Task prompt: Among the entries below, which lines include the string "point"? Show each one.

[Stored data entries]
[Start of section]
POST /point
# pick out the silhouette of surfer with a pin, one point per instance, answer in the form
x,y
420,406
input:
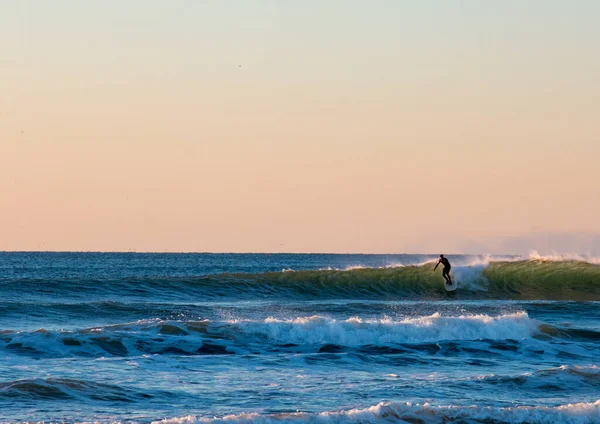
[End of section]
Answer to this problem:
POST /point
# pick out the silhouette of surfer with a pin, one point per instance, answer in the form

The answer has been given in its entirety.